What to produce: Repeat the records word for word, starting at the line that contains "Report the position of each instance of the quatrefoil" and continuing through the last line of the records.

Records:
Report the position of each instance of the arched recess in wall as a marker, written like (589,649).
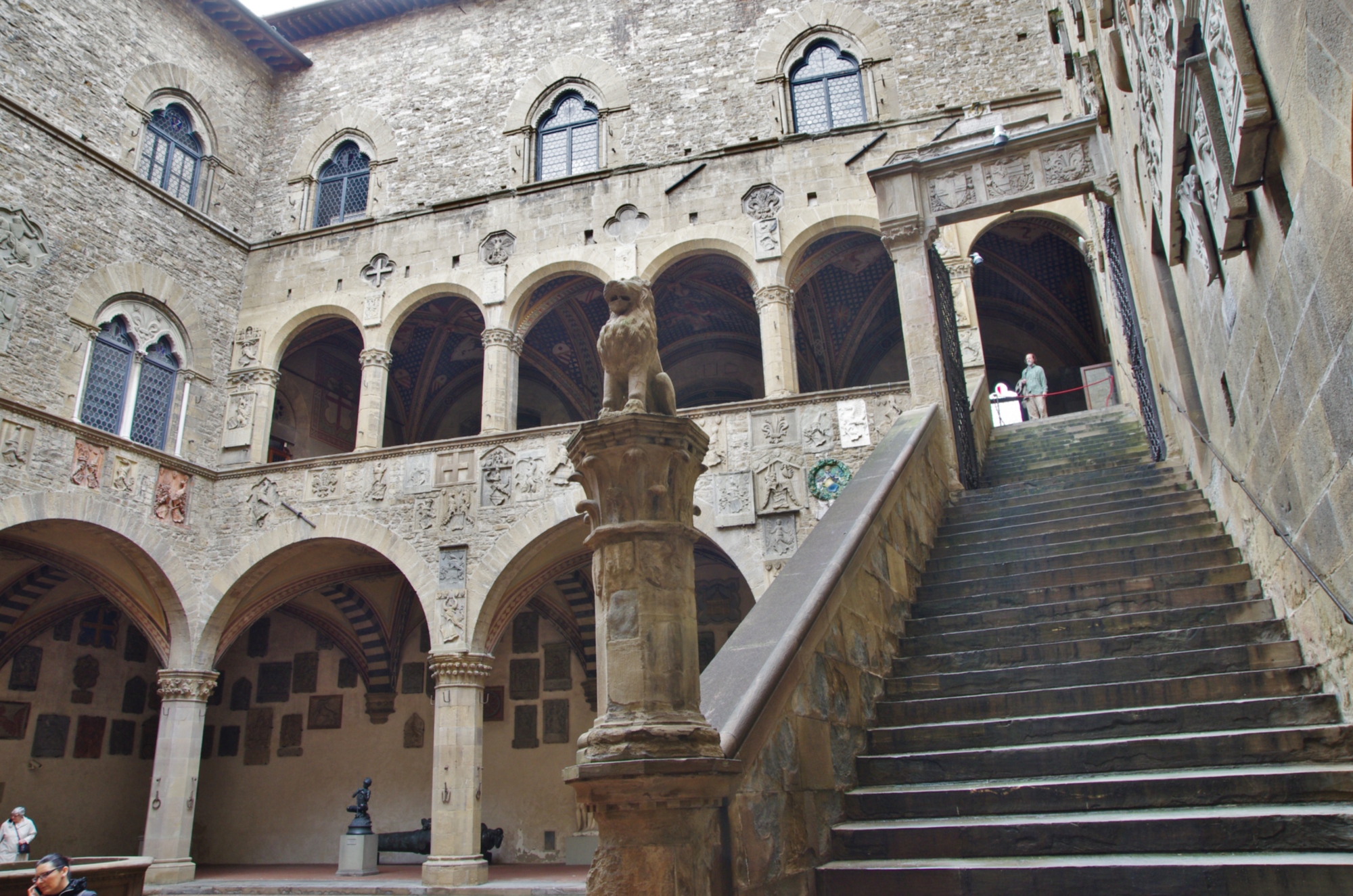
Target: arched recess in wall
(323,653)
(708,331)
(150,93)
(436,374)
(90,615)
(1036,293)
(373,139)
(559,374)
(319,390)
(850,32)
(542,694)
(603,94)
(848,321)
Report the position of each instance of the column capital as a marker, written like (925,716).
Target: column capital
(187,684)
(375,358)
(775,294)
(254,377)
(459,670)
(500,336)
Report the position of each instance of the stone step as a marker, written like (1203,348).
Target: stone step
(925,626)
(1079,697)
(1125,505)
(1097,671)
(1259,746)
(1233,715)
(1071,574)
(942,600)
(1099,626)
(1226,828)
(1095,649)
(1132,473)
(1130,791)
(1074,555)
(1103,874)
(1047,538)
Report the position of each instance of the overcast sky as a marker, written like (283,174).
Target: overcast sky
(269,7)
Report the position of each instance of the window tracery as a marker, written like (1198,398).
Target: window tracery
(344,181)
(171,154)
(826,90)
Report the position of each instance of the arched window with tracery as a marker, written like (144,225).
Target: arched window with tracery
(173,154)
(106,386)
(568,141)
(826,90)
(343,186)
(132,374)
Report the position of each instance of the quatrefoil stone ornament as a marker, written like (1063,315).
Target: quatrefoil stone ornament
(378,270)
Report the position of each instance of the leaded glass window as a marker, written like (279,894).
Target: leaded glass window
(106,389)
(173,154)
(827,90)
(155,396)
(569,140)
(343,186)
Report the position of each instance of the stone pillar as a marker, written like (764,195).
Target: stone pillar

The completed task:
Report the position of each instance of the quatrefoil stone ornament as a marker, written like (1063,315).
Target: quatrefoil stone ornament
(378,270)
Report the position of each instance of the leaded glass window as a marker, written like (279,894).
Target: leaded glass window
(106,389)
(173,154)
(827,90)
(155,396)
(569,140)
(343,186)
Report the position of each instance of the stone pillar as a marker, written like (764,195).
Target: stone pillar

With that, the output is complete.